» **What to do**
You are to retype all of the data exactly as it appears.
[Data excerpts start]
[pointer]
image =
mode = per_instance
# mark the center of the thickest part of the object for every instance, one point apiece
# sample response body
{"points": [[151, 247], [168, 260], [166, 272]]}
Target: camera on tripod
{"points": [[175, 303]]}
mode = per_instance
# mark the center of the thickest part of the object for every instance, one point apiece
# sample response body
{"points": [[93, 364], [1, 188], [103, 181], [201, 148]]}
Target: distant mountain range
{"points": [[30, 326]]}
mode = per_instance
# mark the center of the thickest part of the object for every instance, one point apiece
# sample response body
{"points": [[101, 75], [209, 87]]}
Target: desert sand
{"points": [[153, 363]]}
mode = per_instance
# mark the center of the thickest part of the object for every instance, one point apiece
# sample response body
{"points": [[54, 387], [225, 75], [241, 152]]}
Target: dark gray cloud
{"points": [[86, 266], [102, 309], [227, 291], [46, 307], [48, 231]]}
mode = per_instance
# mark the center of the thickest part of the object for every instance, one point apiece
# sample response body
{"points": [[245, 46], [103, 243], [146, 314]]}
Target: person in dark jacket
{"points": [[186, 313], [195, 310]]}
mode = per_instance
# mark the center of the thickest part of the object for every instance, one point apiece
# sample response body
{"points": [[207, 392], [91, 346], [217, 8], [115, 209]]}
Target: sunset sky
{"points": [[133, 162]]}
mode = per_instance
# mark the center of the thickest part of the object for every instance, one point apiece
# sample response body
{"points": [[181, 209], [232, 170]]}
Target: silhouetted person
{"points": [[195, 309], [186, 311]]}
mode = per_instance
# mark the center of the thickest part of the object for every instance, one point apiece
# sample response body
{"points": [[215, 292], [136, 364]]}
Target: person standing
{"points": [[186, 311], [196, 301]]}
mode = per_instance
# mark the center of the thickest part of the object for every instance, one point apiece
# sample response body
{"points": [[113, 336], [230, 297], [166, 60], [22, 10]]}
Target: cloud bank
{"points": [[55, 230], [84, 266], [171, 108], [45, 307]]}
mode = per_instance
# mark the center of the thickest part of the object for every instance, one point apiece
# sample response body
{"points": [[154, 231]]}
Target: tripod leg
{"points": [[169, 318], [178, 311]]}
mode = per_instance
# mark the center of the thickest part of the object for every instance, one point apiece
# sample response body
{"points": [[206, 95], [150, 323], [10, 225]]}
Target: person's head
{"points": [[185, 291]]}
[Data excerpts end]
» **Exercise answer**
[pointer]
image =
mode = per_instance
# mark the center of the thickest part of the object for every instance, one point apiece
# sample response body
{"points": [[151, 247], [168, 260], [166, 272]]}
Target: camera on tripod
{"points": [[175, 303]]}
mode = per_instance
# mark the center of the thickest part of the object for every instance, one point apiece
# sample response body
{"points": [[93, 364], [1, 188], [103, 181], [201, 148]]}
Target: distant mountain range
{"points": [[30, 326]]}
mode = per_instance
# mark the center of the thickest part of the object for every instance, one point apiece
# sample response body
{"points": [[101, 75], [209, 87]]}
Target: desert sand
{"points": [[153, 363]]}
mode = per_instance
# mark the center of the thickest part of the object for every instance, one point apiece
# sample response body
{"points": [[54, 387], [225, 75], [241, 152]]}
Target: dark gray cloud
{"points": [[86, 266], [102, 309], [227, 291], [46, 307], [48, 231]]}
mode = per_instance
# mark the center of the thickest part of the object for every instance, one point apiece
# sample response body
{"points": [[245, 46], [103, 243], [146, 314]]}
Target: person in dark jacket
{"points": [[186, 313], [195, 310]]}
mode = per_instance
# mark the center of the thickest part of the object for every instance, one point apiece
# sample response body
{"points": [[207, 392], [91, 346], [217, 8], [115, 209]]}
Target: sunset sky
{"points": [[133, 162]]}
mode = per_instance
# mark the center of the thickest part of the object for every instance, one point apiece
# sample response body
{"points": [[181, 209], [232, 170]]}
Target: silhouetted person
{"points": [[195, 309], [186, 311]]}
mode = per_instance
# mark the center of the thickest part of the object for every instance, one point apiece
# sample response body
{"points": [[215, 292], [136, 364]]}
Target: person standing
{"points": [[186, 311], [196, 301]]}
mode = per_instance
# mark the center of the thickest part of the object for every instance, one point apiece
# sample response body
{"points": [[113, 336], [230, 297], [166, 60], [22, 10]]}
Target: cloud bank
{"points": [[55, 230], [84, 266], [171, 108], [45, 307]]}
mode = per_instance
# mark the center of the thickest part of the object for every instance, one point apiece
# sample response body
{"points": [[154, 231]]}
Target: tripod leg
{"points": [[169, 318], [178, 311]]}
mode = per_instance
# mark the center of the thickest part of the object for every instance, one point apiece
# sample response body
{"points": [[206, 95], [150, 323], [10, 225]]}
Target: person's head
{"points": [[185, 291]]}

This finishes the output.